DESCRIPTION OF THE TASK:
Copy out the data so that nothing differs from the original.

DATA:
────────────────
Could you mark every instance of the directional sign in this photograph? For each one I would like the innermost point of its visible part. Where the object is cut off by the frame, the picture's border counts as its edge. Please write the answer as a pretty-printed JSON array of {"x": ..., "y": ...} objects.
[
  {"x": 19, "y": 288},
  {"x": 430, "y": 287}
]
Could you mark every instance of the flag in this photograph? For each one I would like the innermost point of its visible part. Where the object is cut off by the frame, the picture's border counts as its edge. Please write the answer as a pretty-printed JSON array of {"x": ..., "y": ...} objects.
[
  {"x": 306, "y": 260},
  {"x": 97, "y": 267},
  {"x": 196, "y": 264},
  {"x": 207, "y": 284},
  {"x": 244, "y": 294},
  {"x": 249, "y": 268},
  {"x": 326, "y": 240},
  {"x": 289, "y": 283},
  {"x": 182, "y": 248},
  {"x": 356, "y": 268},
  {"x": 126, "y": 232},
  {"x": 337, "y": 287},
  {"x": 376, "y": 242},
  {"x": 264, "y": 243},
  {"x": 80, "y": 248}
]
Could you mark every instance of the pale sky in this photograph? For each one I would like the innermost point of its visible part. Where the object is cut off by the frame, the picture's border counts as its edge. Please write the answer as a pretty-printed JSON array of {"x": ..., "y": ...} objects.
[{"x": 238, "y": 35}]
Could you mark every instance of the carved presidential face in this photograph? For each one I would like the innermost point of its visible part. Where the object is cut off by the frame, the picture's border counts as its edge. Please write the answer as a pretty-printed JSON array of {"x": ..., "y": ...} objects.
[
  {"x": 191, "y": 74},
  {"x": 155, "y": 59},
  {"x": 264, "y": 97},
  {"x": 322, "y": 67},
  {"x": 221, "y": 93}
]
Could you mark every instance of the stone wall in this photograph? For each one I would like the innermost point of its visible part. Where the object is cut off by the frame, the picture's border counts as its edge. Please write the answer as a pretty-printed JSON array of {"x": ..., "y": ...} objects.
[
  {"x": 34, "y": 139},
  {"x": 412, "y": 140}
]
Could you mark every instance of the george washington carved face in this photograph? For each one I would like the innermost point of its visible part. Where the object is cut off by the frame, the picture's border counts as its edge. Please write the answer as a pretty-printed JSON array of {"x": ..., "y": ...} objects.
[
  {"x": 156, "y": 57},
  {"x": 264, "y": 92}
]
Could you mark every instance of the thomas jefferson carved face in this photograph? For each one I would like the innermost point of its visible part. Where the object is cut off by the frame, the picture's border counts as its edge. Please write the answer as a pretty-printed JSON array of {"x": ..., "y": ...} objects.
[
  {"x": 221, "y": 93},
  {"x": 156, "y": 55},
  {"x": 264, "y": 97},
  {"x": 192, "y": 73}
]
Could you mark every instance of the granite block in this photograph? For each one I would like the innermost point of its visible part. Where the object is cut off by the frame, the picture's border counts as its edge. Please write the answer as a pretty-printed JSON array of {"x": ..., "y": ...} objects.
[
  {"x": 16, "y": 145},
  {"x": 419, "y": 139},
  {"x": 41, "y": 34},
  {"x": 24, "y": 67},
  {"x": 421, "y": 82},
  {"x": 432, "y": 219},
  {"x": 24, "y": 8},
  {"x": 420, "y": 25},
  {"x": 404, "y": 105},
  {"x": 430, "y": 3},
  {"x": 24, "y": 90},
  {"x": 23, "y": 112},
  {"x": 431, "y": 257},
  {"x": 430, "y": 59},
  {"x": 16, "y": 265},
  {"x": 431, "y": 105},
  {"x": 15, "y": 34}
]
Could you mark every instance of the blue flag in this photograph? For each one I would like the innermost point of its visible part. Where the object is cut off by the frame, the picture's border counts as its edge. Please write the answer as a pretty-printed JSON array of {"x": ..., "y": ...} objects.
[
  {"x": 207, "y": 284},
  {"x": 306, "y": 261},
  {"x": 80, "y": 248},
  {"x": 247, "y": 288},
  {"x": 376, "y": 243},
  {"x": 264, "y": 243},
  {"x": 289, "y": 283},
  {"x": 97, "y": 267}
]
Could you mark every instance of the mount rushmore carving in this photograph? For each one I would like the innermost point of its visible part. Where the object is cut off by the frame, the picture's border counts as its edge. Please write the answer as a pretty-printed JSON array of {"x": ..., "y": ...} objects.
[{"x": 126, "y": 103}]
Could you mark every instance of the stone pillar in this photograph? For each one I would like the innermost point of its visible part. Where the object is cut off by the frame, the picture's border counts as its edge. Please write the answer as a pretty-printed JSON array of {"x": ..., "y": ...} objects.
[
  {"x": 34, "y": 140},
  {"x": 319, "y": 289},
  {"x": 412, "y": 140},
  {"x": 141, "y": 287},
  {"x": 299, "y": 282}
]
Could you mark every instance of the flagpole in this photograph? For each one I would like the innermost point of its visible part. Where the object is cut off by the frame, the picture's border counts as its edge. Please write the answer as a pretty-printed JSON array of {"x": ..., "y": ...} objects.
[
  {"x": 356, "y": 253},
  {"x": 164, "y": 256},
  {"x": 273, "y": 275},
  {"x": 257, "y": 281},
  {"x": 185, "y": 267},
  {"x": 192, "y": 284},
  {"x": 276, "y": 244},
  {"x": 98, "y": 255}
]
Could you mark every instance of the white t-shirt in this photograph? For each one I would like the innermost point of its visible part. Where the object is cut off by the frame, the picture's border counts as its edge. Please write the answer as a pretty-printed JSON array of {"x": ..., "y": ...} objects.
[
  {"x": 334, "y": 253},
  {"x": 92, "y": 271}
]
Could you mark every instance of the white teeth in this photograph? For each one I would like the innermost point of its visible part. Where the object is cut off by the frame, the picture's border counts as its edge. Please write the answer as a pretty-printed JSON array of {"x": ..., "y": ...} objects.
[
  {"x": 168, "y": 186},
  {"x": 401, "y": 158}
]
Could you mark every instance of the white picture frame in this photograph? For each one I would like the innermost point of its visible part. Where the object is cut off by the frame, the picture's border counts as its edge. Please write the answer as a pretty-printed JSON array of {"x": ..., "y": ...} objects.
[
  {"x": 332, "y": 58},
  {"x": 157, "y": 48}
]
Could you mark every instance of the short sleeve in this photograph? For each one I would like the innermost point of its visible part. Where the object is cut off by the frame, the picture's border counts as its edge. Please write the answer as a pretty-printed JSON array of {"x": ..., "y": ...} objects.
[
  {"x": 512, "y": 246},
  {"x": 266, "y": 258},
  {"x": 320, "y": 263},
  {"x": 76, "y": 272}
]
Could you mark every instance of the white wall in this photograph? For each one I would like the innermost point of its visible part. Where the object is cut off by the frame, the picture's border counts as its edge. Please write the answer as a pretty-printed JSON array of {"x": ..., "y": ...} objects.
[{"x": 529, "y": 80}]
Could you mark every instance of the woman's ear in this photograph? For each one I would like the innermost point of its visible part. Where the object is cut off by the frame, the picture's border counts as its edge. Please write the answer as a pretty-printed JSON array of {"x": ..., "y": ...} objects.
────────────────
RESPONSE TO THE TASK:
Could you mark every instance of the directional sign in this photograph? For each one I would like the innermost point of its visible part. Where the object is cut off by the frame, the picture's border counts as its edge. Please write the answer as a pretty-printed JSON array of {"x": ..., "y": ...} objects.
[
  {"x": 19, "y": 288},
  {"x": 430, "y": 287}
]
Could you mark every instance of the flag in this photograph? For each one I would like the innermost point of its visible part. Where the object is cut off by the frame, the picture's border counts as its edge. Please write the answer as a pretty-printed JSON array of {"x": ..., "y": ...} objects.
[
  {"x": 306, "y": 260},
  {"x": 97, "y": 267},
  {"x": 196, "y": 264},
  {"x": 207, "y": 284},
  {"x": 244, "y": 294},
  {"x": 249, "y": 268},
  {"x": 326, "y": 240},
  {"x": 289, "y": 283},
  {"x": 182, "y": 248},
  {"x": 356, "y": 268},
  {"x": 126, "y": 232},
  {"x": 337, "y": 287},
  {"x": 376, "y": 242},
  {"x": 264, "y": 243},
  {"x": 80, "y": 248}
]
Could you mark every instance of the pale sky in this photograph? For each one I would like the innermost point of its visible part. Where the object is cut off by the frame, the picture's border counts as its edge. Please write the answer as a pretty-printed JSON array of {"x": ..., "y": ...} objects.
[{"x": 238, "y": 35}]
Could you mark every instance of the carved presidential face in this photograph? For each one I would like the innermost point of its visible part. Where the object is cut off by the frame, the picture's border counts as its edge. Please write the answer as a pretty-printed JSON array of {"x": ..., "y": ...} objects.
[
  {"x": 191, "y": 74},
  {"x": 155, "y": 59},
  {"x": 264, "y": 97},
  {"x": 322, "y": 67},
  {"x": 221, "y": 93}
]
Could you mark every instance of the stone wall in this photograph? For each one I would like the innermost point of its visible part. Where the object is cut off by the frame, the picture's border counts as its edge. Please write the answer as a pretty-printed JSON array of {"x": ..., "y": ...} objects.
[
  {"x": 34, "y": 139},
  {"x": 412, "y": 140}
]
Could you mark every instance of the george washington carved face in this photograph? For each one I would like the innermost point of its visible part. Where the object is cut off by the frame, the picture's border counts as its edge. Please write the answer as a pretty-printed JSON array of {"x": ..., "y": ...} objects.
[
  {"x": 156, "y": 57},
  {"x": 264, "y": 92}
]
Could you mark every instance of the thomas jefferson carved face in this photograph? For each one I would like the innermost point of its visible part. Where the object is cut off by the frame, the picture's border counts as its edge. Please write the answer as a pretty-printed JSON array of {"x": ..., "y": ...} objects.
[
  {"x": 221, "y": 93},
  {"x": 156, "y": 55},
  {"x": 264, "y": 97},
  {"x": 192, "y": 73}
]
Could you mark every instance of the granite block in this photograph? For each one I would like the innermost point of its visible part. Where the object is cut off by the frame, the picture's border counts as its edge. Please write the answer as a pretty-printed JSON array of {"x": ..., "y": ...} objects.
[
  {"x": 16, "y": 145},
  {"x": 419, "y": 139},
  {"x": 41, "y": 34},
  {"x": 24, "y": 67},
  {"x": 421, "y": 82},
  {"x": 432, "y": 219},
  {"x": 24, "y": 8},
  {"x": 420, "y": 25},
  {"x": 404, "y": 105},
  {"x": 430, "y": 3},
  {"x": 24, "y": 90},
  {"x": 23, "y": 112},
  {"x": 431, "y": 257},
  {"x": 430, "y": 59},
  {"x": 16, "y": 265},
  {"x": 431, "y": 105},
  {"x": 15, "y": 34}
]
Could you mark every instance of the blue flag in this photograph? For each one I would like the innermost point of its visible part. Where the object is cut off by the frame, the picture's border counts as its edge. Please write the answer as a pretty-printed JSON array of {"x": ..., "y": ...} objects.
[
  {"x": 207, "y": 284},
  {"x": 306, "y": 261},
  {"x": 80, "y": 248},
  {"x": 247, "y": 288},
  {"x": 376, "y": 243},
  {"x": 264, "y": 243},
  {"x": 289, "y": 283},
  {"x": 97, "y": 267}
]
Could you mark every instance of the mount rushmore carving in this photograph? For each one I would like the innermost point of its visible part. Where the object is cut off by the frame, the picture's border counts as its edge. Please write the answer as a pretty-printed JSON array of {"x": ..., "y": ...} objects.
[{"x": 126, "y": 103}]
Could you mark every instance of the stone pillar in this photograph? For each one I would like the innermost point of its visible part. Where the object is cut off by the frame, the picture's border counts as its edge. Please write the answer as a pretty-printed JSON array of {"x": ..., "y": ...} objects.
[
  {"x": 34, "y": 140},
  {"x": 319, "y": 289},
  {"x": 412, "y": 140},
  {"x": 141, "y": 287},
  {"x": 299, "y": 282}
]
Could you mark every instance of the flagpole in this photograph? For each one I would like the innermost point of its visible part. Where the object is cut off by the frame, the picture's border counts as its edge. Please write the answer as a pretty-printed JSON array of {"x": ..., "y": ...} objects.
[
  {"x": 356, "y": 253},
  {"x": 164, "y": 256},
  {"x": 273, "y": 275},
  {"x": 257, "y": 281},
  {"x": 185, "y": 267},
  {"x": 192, "y": 284},
  {"x": 276, "y": 244},
  {"x": 98, "y": 255}
]
Could you mark every instance of the white t-shirt in this photograph? For each one I would like the innermost point of its visible part. Where the object is cut off by the frame, the picture's border counts as its edge. Please write the answer as a pretty-printed JSON array of {"x": ..., "y": ...} objects.
[
  {"x": 334, "y": 253},
  {"x": 92, "y": 271}
]
Could you mark every instance of the white teeth in this photograph? For each one I would like the innermost point of its visible part. Where the object is cut off by the frame, the picture's border counts as its edge. Please write the answer as a pretty-printed JSON array of {"x": ..., "y": ...} objects.
[
  {"x": 168, "y": 186},
  {"x": 401, "y": 158}
]
Could you mark every instance of the white picture frame in this photograph? For each one I would like the innermost point of its visible part. Where the object is cut off by the frame, the picture's border counts as its edge. Please write the answer as a pretty-printed JSON array of {"x": ..., "y": ...} objects.
[
  {"x": 332, "y": 58},
  {"x": 157, "y": 48}
]
Could you mark every instance of the short sleeve in this photograph? For each one I would like the innermost point of its visible part. Where the object is cut off by the frame, the picture's border counts as its edge. Please write the answer as a pretty-printed JSON array of {"x": ..., "y": ...} objects.
[
  {"x": 512, "y": 246},
  {"x": 266, "y": 258},
  {"x": 320, "y": 263},
  {"x": 76, "y": 272}
]
Could you mark every instance of the white wall in this photograph? For each one I would like the innermost point of its visible part. Where the object is cut off by the frame, the picture's border counts as its edge. Please write the answer as a pretty-printed JSON array of {"x": ..., "y": ...} objects.
[{"x": 529, "y": 80}]
Could you mark every instance of the woman's ear in this photograph? For each one I would like the innermost point of its visible part. Where the object is cut off by the frame, the picture's border counts as its edge. Please write the answer as a pretty-printed JSON array of {"x": ..., "y": ...} objects.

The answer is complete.